■ **Task details**: Return every line of the listing below that contains the string "sailboat", matching case exactly.

** START OF Dataset content **

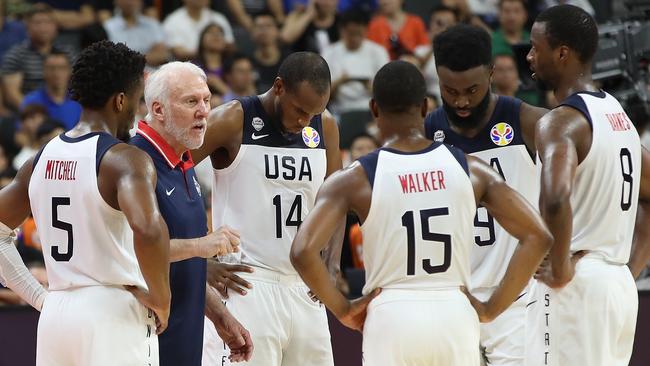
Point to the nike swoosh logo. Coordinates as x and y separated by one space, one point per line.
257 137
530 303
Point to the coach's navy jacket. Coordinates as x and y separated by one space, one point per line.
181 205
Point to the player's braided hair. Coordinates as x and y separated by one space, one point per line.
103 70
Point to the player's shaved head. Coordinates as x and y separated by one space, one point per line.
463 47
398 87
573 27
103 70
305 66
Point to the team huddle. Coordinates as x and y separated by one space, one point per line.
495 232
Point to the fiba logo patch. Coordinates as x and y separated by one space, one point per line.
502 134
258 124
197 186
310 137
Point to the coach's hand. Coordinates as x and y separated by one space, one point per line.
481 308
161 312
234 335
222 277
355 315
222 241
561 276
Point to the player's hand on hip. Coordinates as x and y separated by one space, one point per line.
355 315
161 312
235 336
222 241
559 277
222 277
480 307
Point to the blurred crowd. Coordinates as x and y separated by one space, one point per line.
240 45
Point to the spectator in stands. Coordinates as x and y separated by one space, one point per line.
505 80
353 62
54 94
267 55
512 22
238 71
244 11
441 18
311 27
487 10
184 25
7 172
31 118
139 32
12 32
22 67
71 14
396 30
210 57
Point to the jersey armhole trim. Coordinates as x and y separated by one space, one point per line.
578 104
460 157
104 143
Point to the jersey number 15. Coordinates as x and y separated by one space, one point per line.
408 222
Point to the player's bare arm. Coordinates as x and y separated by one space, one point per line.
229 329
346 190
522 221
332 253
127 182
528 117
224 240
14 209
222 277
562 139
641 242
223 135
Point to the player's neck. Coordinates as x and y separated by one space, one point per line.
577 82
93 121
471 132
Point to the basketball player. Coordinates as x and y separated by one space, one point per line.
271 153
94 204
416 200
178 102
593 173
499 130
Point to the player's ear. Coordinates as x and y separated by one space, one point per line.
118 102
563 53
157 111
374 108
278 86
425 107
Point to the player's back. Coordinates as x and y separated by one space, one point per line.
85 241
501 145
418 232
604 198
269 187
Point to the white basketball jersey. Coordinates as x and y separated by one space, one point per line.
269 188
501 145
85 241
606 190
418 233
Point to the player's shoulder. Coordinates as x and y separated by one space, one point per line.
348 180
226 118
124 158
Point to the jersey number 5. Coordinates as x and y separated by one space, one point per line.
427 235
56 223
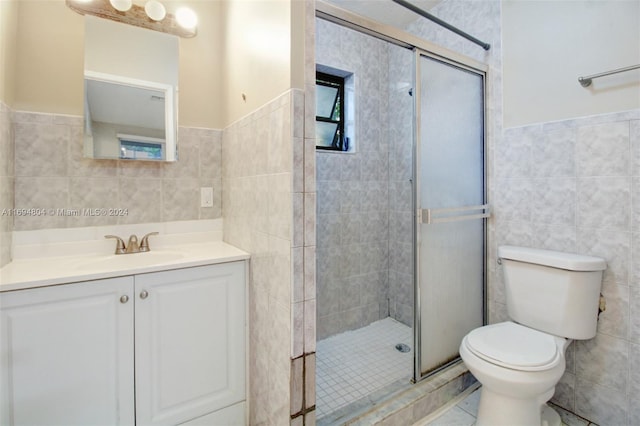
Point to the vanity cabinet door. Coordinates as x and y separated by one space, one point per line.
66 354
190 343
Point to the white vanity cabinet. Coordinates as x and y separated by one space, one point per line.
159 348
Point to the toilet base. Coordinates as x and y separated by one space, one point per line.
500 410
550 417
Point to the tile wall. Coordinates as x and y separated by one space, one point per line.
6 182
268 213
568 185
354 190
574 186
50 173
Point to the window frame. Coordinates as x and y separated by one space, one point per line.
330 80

** END OF Dataset content **
** START OF Dataset content **

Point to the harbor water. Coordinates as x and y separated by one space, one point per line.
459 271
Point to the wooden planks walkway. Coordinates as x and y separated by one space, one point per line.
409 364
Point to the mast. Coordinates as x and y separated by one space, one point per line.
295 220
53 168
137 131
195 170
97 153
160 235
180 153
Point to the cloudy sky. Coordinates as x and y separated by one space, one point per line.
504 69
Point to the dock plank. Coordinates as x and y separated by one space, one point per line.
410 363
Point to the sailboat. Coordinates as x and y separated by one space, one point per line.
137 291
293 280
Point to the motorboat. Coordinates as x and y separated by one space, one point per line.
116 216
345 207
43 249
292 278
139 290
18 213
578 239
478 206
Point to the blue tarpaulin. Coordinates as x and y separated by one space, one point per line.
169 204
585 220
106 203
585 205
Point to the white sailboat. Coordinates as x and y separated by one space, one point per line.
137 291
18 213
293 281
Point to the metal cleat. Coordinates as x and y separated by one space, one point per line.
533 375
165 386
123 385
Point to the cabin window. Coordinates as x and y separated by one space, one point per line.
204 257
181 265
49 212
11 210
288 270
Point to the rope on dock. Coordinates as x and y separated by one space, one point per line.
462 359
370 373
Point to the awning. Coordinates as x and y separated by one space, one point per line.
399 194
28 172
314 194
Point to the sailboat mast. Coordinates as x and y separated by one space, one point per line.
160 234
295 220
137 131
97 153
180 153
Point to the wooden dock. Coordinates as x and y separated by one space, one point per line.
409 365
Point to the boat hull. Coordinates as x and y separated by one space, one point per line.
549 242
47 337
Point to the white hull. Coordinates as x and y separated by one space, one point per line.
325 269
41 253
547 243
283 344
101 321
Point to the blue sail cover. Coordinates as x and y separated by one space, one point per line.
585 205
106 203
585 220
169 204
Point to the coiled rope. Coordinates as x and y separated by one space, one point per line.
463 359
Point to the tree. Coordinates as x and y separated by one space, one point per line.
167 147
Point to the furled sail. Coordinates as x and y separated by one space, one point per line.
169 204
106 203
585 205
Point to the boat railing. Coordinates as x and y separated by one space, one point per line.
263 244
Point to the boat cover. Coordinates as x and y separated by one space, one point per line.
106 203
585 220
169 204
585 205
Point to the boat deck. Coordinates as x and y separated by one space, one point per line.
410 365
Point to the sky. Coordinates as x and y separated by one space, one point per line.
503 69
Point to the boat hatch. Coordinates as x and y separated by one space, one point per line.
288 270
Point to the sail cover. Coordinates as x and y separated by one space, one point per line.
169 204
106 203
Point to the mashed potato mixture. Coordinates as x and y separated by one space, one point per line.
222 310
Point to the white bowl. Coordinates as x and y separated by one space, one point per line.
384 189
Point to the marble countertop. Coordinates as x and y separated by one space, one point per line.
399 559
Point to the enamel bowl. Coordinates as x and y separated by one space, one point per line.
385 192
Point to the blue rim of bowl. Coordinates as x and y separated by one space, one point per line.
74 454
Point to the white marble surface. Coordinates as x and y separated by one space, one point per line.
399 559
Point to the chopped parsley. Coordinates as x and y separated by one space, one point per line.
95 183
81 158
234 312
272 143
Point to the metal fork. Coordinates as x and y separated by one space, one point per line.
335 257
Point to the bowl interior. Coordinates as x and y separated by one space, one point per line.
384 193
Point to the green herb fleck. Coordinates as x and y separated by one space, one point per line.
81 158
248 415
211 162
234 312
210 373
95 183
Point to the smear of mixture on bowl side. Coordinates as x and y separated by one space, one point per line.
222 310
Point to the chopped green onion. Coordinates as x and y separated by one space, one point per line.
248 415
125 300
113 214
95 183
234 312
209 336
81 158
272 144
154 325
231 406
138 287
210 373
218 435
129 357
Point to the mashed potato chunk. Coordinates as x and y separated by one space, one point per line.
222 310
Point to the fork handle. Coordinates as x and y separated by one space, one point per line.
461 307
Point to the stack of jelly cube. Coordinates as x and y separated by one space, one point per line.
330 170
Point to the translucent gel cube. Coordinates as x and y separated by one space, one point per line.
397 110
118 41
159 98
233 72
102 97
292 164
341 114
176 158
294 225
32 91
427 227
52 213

** END OF Dataset content **

■ **Finished answer**:
Point to the sailboat. Coordinates as x and y separated by one space, one point per line.
Point to the white sailboat. Coordinates as x and y separated by one space, one point per line.
Point to the sailboat mast. Coordinates as x and y separated by one space, one point per line.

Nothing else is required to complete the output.